Saved entries:

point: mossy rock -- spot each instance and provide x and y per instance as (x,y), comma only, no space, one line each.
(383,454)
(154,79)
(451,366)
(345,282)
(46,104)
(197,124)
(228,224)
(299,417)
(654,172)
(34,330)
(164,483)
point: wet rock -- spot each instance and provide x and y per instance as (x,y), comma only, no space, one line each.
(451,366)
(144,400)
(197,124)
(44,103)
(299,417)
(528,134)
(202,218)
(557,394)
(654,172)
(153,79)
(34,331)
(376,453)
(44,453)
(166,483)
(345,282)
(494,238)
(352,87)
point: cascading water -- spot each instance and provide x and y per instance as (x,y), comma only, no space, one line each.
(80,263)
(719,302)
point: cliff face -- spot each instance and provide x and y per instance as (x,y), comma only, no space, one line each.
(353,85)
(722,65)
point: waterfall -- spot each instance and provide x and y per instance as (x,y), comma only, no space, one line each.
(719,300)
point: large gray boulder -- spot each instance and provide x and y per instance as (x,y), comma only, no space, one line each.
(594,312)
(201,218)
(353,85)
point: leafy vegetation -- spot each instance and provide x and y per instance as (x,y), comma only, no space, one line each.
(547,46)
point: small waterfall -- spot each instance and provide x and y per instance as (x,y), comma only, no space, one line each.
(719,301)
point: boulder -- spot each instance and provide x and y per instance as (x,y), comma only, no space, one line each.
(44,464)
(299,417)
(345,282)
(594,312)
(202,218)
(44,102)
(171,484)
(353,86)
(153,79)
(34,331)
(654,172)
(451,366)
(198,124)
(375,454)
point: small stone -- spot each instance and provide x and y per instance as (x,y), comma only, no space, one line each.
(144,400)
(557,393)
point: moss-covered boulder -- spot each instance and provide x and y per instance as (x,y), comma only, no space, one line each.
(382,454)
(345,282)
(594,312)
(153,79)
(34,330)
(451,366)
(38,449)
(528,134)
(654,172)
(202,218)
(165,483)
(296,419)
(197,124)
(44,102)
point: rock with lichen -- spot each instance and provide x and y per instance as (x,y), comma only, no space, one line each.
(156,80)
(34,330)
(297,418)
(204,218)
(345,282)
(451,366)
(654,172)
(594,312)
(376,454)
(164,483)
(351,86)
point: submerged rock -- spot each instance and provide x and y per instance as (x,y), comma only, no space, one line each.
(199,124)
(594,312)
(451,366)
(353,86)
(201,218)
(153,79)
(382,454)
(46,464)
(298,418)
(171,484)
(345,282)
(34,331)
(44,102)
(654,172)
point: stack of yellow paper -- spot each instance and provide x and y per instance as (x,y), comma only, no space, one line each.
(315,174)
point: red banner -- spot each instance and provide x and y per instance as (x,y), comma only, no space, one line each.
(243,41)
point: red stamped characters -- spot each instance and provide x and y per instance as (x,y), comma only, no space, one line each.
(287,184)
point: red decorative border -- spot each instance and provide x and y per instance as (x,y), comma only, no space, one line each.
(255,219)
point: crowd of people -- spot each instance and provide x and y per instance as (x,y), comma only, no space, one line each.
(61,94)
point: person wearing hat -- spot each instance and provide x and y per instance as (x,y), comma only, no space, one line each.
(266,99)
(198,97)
...
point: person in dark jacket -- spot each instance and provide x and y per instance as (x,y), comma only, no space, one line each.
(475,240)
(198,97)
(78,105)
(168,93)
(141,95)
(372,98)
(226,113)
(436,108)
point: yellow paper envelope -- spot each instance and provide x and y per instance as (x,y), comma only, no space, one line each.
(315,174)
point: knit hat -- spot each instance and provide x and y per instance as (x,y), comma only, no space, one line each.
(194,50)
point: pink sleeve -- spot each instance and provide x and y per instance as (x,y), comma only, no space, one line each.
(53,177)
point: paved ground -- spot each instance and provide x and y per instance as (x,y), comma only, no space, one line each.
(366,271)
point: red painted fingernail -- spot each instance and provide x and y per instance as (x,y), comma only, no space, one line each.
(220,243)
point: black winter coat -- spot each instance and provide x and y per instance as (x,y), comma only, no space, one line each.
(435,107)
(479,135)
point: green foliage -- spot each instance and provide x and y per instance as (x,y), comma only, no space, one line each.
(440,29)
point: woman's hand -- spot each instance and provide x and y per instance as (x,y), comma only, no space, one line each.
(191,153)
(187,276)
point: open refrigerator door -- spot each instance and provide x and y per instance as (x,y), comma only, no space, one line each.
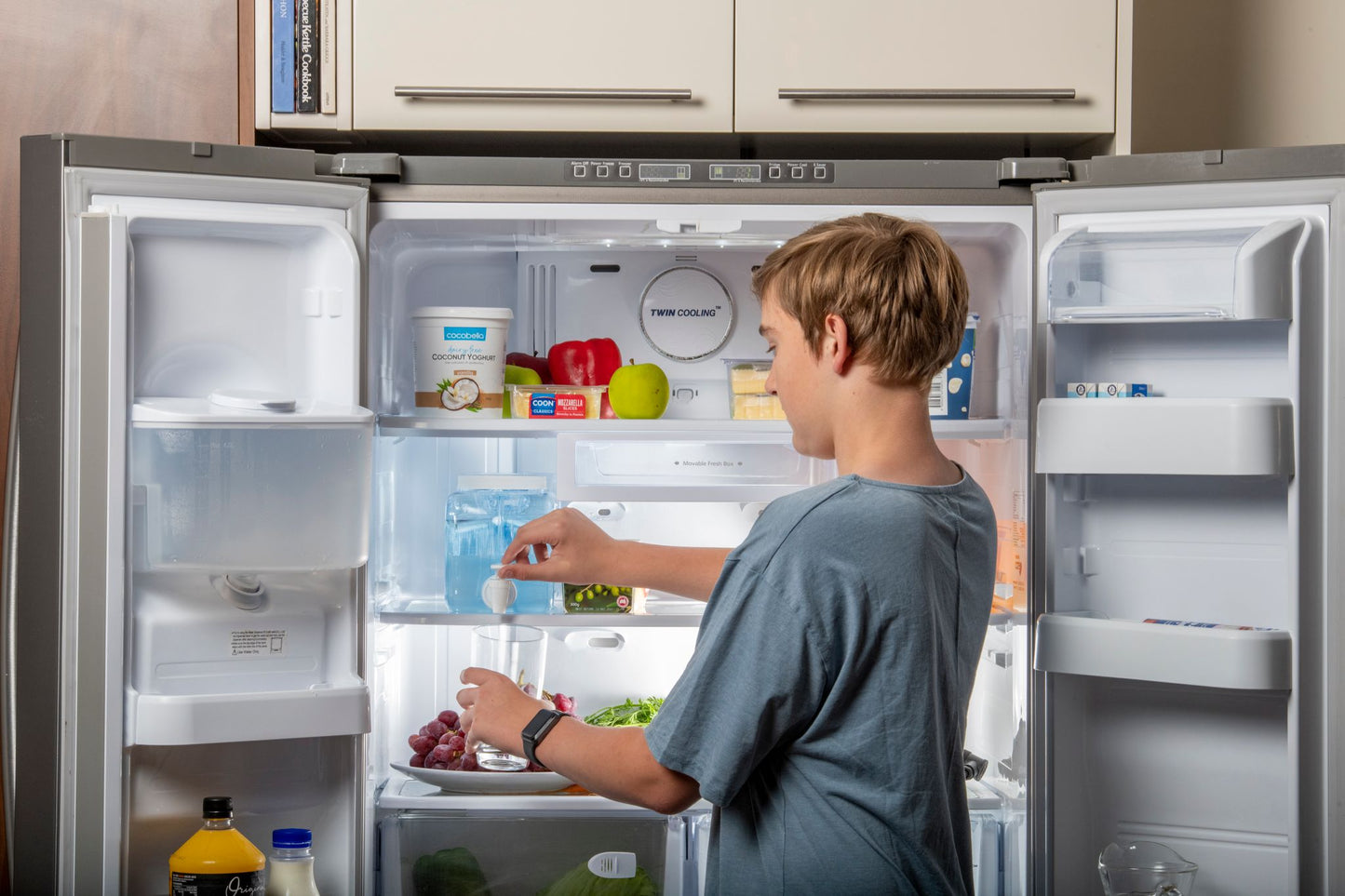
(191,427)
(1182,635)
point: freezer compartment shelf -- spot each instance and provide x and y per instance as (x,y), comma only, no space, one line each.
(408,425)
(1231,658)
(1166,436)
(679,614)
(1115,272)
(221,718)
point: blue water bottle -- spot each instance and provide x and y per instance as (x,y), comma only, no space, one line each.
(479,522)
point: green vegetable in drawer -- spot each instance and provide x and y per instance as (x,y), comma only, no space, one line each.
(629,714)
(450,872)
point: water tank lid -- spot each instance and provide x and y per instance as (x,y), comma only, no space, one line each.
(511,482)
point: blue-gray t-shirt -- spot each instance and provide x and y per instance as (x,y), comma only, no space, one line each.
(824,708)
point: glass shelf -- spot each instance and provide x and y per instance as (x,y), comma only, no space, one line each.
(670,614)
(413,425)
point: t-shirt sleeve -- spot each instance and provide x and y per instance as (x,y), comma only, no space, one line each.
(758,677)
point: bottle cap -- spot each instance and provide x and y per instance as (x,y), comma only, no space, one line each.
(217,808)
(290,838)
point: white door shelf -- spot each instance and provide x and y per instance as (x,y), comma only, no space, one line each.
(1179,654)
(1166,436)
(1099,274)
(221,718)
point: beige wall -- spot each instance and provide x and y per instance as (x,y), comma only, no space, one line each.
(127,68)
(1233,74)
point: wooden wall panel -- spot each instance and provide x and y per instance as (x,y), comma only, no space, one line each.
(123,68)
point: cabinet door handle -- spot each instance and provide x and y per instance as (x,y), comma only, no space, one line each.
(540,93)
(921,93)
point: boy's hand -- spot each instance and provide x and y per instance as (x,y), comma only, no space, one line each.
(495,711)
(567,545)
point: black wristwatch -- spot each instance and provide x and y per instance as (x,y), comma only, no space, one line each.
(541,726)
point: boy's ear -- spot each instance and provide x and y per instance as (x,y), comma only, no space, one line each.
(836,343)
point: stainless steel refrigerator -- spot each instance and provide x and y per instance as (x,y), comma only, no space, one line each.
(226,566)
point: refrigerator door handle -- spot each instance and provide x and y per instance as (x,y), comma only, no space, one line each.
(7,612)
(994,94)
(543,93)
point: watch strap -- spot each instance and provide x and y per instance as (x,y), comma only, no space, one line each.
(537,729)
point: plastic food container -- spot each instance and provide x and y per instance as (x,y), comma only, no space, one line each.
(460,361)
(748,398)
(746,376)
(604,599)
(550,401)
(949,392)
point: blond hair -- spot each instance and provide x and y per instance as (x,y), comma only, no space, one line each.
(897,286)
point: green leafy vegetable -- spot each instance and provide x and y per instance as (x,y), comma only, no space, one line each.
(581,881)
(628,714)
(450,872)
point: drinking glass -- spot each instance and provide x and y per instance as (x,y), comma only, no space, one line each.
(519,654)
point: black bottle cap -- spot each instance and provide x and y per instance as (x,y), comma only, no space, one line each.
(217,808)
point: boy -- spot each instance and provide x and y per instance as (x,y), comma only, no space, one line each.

▸ **What is needed**: Return, unchanged, the run of lines above that opens with the line containing "point: blond hair" and closes with the line containing "point: boy -- spot". Include both.

▸ **Written response**:
point: blond hair -- spot each instance and provide x and y per instance as (x,y), comma only, no space, one line each.
(897,286)
point: green leafy vegetable -- spot each instance and provide x and y per instance as (x,y), comma only, no space, one line each.
(581,881)
(628,714)
(450,872)
point: drinking glass -- spot each instance and provide x and y per instance as (x,y), comma only, no space, one line each.
(519,654)
point: black bottle cap -- spot each instance and provide x and y per instance as (x,y), comma only, no space, one line each.
(217,808)
point: boy -- spot each instance and provide x and y per instance as (x,y), comma only, no space, one line each.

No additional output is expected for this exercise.